(Stored items from a collection)
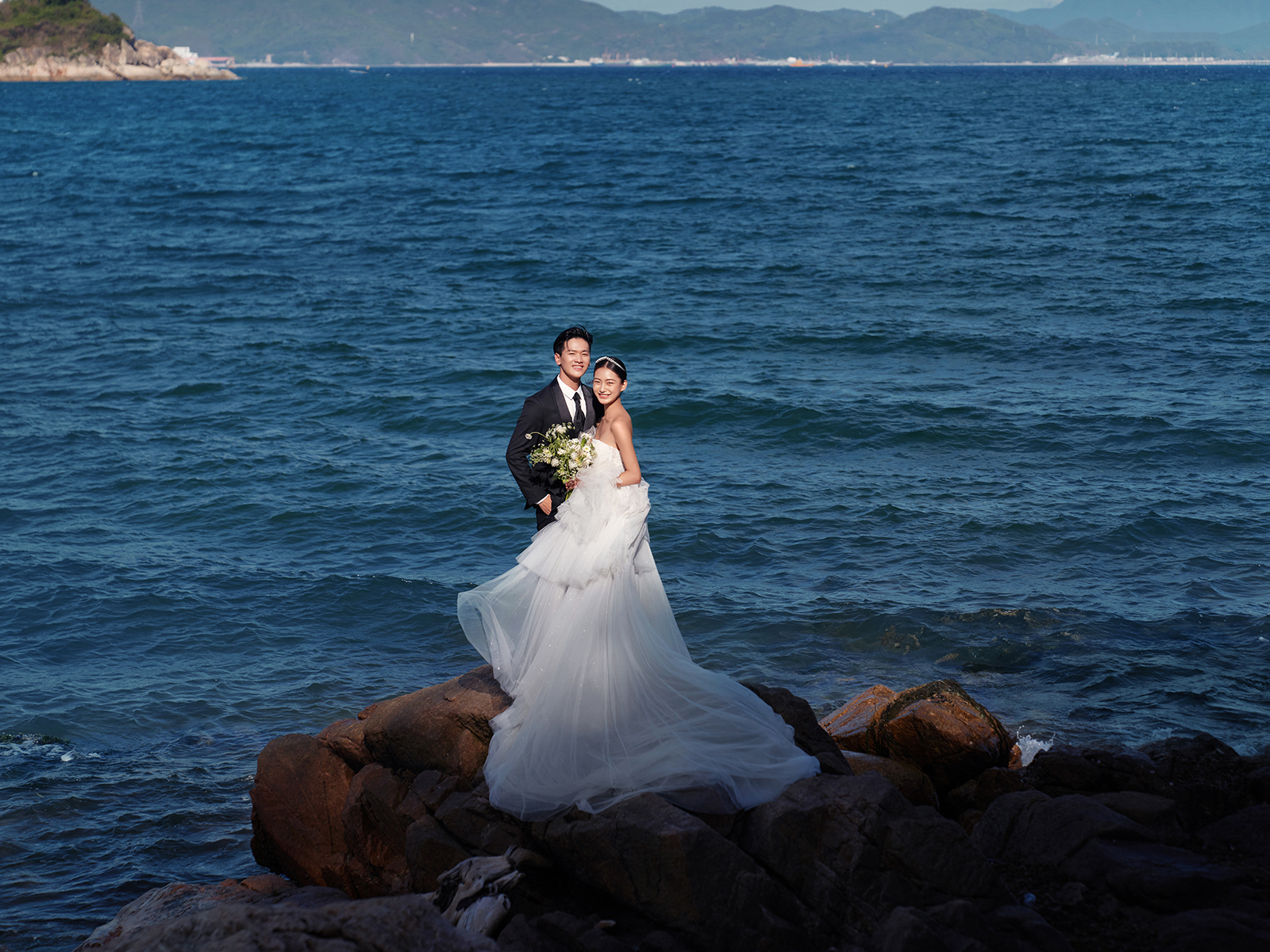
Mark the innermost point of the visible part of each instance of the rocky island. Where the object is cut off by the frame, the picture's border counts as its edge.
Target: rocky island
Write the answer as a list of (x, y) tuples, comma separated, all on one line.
[(924, 833), (59, 41)]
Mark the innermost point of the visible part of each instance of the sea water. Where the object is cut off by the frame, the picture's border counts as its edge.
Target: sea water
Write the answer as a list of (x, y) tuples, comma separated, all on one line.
[(935, 374)]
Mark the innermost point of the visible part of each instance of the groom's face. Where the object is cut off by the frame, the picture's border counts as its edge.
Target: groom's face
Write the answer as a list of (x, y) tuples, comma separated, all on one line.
[(575, 359)]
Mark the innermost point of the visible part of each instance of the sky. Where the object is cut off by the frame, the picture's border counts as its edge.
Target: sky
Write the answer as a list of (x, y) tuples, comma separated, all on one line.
[(901, 6)]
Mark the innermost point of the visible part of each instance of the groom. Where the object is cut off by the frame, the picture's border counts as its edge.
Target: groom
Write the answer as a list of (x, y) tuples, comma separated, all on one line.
[(564, 400)]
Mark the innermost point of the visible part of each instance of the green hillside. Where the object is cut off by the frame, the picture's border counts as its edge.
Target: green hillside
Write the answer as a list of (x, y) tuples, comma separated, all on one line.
[(533, 31), (67, 27)]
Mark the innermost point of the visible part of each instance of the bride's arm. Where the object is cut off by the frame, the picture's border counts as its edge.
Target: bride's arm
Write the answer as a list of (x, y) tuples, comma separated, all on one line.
[(622, 431)]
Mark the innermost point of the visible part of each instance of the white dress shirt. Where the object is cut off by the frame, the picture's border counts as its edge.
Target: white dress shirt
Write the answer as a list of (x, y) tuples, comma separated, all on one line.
[(568, 400)]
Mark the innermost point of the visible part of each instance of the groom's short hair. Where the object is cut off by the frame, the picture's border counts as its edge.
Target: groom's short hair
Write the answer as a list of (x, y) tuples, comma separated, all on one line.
[(569, 336)]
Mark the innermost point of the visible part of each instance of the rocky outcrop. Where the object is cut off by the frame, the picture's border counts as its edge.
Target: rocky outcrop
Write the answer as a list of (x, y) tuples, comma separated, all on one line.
[(397, 924), (937, 727), (1081, 850), (126, 60)]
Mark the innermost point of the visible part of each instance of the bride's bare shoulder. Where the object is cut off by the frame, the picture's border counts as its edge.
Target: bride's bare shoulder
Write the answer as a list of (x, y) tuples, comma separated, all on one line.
[(620, 419)]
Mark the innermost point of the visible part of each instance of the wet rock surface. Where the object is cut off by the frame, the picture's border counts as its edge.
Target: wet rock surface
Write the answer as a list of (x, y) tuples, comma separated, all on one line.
[(1162, 847)]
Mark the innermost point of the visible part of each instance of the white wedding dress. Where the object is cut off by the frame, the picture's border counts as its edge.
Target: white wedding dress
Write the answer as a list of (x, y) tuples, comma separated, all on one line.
[(606, 701)]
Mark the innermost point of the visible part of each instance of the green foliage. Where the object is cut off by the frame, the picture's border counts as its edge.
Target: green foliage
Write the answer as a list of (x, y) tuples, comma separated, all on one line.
[(67, 27), (533, 31)]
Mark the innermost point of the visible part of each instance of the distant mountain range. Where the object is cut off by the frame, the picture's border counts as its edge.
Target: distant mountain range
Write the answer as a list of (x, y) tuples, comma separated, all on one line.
[(1213, 17), (533, 31)]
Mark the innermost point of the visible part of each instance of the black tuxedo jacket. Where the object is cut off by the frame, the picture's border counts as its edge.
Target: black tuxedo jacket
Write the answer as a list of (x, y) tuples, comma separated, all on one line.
[(541, 410)]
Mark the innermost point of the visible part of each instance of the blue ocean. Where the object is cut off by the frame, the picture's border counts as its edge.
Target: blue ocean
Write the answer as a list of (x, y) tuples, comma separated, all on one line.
[(935, 374)]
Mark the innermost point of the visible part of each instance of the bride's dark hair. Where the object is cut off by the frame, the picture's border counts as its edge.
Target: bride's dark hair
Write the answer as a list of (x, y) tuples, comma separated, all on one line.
[(614, 365)]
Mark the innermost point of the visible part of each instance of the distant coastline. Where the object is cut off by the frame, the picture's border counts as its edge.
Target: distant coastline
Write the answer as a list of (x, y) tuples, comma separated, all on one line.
[(768, 63)]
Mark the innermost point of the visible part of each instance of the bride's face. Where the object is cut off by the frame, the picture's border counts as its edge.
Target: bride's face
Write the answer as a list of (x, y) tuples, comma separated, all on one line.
[(607, 385)]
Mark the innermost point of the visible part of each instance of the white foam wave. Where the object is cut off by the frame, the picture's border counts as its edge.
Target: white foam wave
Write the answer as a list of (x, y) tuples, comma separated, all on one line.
[(1029, 747)]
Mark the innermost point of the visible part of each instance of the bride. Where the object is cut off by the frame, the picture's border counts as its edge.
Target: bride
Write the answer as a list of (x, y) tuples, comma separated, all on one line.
[(606, 701)]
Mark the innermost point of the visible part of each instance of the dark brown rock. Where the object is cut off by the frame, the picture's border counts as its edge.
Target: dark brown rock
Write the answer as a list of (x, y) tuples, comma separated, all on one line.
[(1033, 829), (849, 727), (962, 926), (471, 820), (429, 850), (941, 729), (1151, 875), (444, 727), (1060, 771), (979, 793), (182, 899), (1246, 833), (391, 924), (908, 780), (348, 739), (808, 733), (1206, 930), (1204, 777), (296, 805), (1157, 814), (375, 833), (850, 846), (673, 869)]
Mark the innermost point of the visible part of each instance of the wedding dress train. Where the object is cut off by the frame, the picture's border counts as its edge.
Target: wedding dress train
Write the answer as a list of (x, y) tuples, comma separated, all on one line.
[(606, 701)]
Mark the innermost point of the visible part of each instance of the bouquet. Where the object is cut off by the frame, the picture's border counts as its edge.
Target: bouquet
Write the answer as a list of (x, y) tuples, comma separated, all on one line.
[(568, 454)]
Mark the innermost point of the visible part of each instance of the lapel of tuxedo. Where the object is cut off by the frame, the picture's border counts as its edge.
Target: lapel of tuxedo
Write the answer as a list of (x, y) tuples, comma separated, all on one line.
[(562, 406)]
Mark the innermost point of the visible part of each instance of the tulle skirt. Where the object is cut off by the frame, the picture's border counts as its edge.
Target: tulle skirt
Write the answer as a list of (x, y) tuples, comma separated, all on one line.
[(606, 701)]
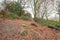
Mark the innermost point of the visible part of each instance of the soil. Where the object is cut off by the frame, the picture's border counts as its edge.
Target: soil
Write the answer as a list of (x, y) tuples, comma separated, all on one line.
[(10, 30)]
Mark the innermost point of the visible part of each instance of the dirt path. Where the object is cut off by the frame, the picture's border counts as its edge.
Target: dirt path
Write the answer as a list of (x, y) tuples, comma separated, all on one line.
[(10, 30)]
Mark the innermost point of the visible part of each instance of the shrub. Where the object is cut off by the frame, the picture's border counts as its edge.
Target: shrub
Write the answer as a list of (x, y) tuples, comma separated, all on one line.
[(49, 23), (24, 32), (26, 17), (15, 7)]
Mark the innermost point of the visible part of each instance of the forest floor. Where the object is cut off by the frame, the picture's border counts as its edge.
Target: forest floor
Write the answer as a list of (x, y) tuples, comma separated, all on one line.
[(10, 30)]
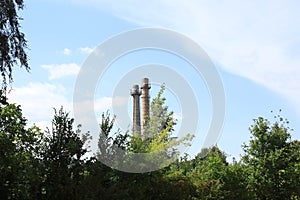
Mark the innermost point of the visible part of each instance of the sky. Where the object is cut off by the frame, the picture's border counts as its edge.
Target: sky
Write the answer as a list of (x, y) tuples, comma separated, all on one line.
[(255, 46)]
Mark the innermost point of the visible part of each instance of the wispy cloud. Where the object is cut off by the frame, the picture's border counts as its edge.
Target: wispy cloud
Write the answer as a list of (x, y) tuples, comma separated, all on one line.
[(61, 70), (39, 99), (258, 40), (86, 50), (67, 51)]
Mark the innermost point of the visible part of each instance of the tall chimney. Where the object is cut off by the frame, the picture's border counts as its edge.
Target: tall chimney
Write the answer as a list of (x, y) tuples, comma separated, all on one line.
[(135, 93), (145, 103)]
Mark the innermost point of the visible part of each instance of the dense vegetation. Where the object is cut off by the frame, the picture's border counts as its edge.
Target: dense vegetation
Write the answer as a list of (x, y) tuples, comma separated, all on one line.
[(52, 164)]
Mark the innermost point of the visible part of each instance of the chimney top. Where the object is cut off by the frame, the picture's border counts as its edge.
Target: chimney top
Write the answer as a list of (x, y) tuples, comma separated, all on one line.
[(135, 90)]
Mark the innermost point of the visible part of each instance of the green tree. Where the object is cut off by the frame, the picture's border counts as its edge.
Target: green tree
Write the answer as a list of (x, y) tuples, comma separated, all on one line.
[(19, 147), (63, 158), (272, 159), (12, 41)]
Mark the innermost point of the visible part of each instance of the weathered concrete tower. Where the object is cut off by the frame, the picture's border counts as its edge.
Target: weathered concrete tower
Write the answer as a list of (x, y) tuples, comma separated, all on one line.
[(135, 93), (145, 103)]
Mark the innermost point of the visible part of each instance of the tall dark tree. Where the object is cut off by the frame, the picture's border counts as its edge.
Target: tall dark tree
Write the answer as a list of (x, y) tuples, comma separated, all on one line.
[(12, 40)]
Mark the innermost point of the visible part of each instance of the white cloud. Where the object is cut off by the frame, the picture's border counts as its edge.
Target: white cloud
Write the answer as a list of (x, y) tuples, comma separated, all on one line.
[(86, 50), (39, 99), (258, 40), (62, 70), (67, 51)]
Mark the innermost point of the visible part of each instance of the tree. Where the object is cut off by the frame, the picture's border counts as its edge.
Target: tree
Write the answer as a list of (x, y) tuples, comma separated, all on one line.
[(12, 41), (272, 159), (63, 158), (19, 147)]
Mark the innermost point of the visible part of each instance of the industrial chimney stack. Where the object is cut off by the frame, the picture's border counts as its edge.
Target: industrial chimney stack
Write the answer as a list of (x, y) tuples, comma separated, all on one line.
[(135, 93), (145, 103)]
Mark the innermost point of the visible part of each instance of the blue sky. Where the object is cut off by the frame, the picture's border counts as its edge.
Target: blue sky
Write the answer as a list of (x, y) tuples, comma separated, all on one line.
[(254, 45)]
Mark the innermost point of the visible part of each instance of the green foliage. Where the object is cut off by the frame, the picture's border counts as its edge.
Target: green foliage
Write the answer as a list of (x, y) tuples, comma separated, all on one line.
[(62, 155), (12, 40), (53, 165), (272, 161), (18, 147)]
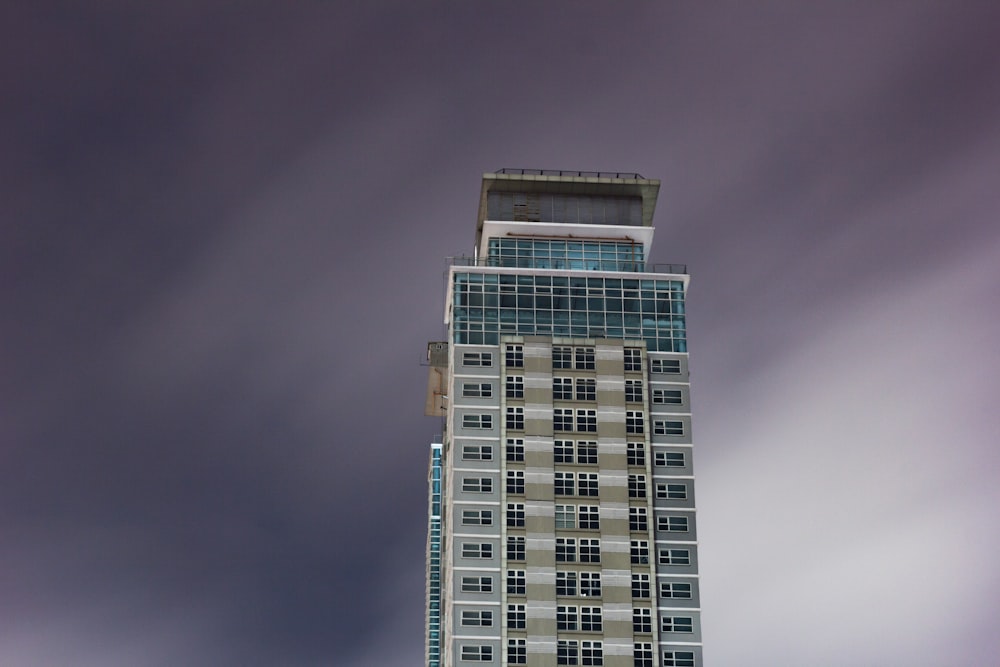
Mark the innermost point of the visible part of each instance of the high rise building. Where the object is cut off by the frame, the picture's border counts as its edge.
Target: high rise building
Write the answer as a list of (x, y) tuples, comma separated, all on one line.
[(562, 514)]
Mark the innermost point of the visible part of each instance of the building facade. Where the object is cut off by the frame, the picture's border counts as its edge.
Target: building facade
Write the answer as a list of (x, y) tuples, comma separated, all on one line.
[(562, 509)]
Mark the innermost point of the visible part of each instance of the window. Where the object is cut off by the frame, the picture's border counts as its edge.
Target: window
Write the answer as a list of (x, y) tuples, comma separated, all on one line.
[(633, 359), (586, 452), (567, 618), (587, 484), (677, 624), (515, 481), (516, 582), (477, 618), (668, 428), (477, 421), (633, 391), (591, 619), (516, 616), (591, 653), (586, 421), (590, 550), (477, 653), (477, 485), (643, 654), (678, 659), (515, 449), (642, 620), (515, 419), (566, 583), (637, 454), (477, 452), (564, 483), (672, 524), (567, 652), (477, 550), (517, 652), (675, 557), (477, 359), (669, 459), (634, 421), (563, 451), (562, 389), (515, 515), (636, 486), (590, 584), (514, 356), (515, 547), (477, 584), (477, 517), (670, 366), (676, 590), (639, 552), (565, 549), (586, 389), (590, 517), (565, 516), (640, 586), (672, 491), (668, 396), (638, 519)]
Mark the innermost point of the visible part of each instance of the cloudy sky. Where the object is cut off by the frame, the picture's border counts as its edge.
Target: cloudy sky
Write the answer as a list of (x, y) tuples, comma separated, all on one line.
[(223, 228)]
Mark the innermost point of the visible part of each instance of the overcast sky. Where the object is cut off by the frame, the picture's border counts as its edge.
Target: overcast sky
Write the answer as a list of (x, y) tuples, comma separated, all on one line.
[(223, 229)]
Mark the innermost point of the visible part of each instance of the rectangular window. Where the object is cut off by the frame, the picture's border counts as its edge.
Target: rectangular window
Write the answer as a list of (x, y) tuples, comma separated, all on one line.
[(515, 515), (562, 357), (637, 454), (640, 586), (514, 356), (515, 482), (565, 549), (675, 590), (566, 583), (675, 557), (477, 359), (638, 519), (633, 359), (668, 428), (515, 449), (477, 485), (477, 517), (642, 620), (634, 422), (590, 517), (477, 653), (477, 452), (565, 516), (477, 584), (477, 421), (516, 582), (477, 618), (668, 366), (633, 391), (477, 550), (562, 389), (668, 397), (515, 419)]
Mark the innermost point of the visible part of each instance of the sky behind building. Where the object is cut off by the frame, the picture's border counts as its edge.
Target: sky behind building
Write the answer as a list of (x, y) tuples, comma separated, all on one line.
[(224, 228)]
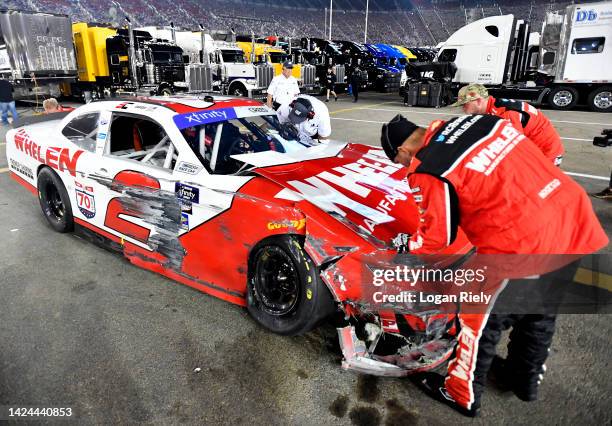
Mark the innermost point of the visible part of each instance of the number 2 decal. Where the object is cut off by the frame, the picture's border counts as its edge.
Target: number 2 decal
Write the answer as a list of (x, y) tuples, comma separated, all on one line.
[(116, 207)]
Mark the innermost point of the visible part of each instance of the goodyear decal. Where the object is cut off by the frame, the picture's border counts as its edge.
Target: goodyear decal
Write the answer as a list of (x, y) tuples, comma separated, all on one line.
[(203, 117)]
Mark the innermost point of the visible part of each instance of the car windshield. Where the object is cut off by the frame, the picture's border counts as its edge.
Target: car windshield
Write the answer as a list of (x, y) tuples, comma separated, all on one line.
[(215, 143), (236, 56)]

■ **INSTRUCTIONS FOR THE TASK**:
Switch every "innermost" to "central" in the rows, starting at the line that contains "of the dark" and stopping after the line that contains "[(562, 406)]". Leave all else unchanged, and return only those lines.

■ **WRITTEN ANSWER**:
Mark the central point of the visible part of each instance of the dark brown rock. Where the object is cut off by the frame, the picture's border counts as its edge.
Target: dark brown rock
Write the answer as a list of (x, y) tuples, comma separated, all on one line.
[(1033, 829), (849, 727), (962, 926), (471, 820), (429, 850), (941, 729), (1151, 875), (444, 727), (1060, 771), (979, 793), (182, 899), (1246, 833), (391, 924), (908, 780), (348, 739), (808, 733), (1206, 930), (1204, 777), (296, 805), (1157, 814), (375, 833), (850, 846), (673, 869)]
Mark the central point of the visible part of each instance of the wedding dress train. Where the object is cut off by the frame, the picture's border counts as its edge.
Target: wedding dress train
Write the answer as a list of (x, y) tuples, comma separated, all on one line.
[(606, 701)]
Mark the central point of the visible part of each instance of the bouquet. Where the object is cut off by the frame, the picture's border counts as its edge.
Target: bouquet
Write the answer as a list of (x, y) tuples, comma separated, all on one line.
[(568, 454)]
Mark the central point of the visible part of each instance of the lapel of tuxedo. Where the object is cut off by the frame, the picture's border counts as its edge.
Target: lapel of tuxedo
Write the answer as a list of (x, y) tuples, comma separated, all on one line.
[(562, 406)]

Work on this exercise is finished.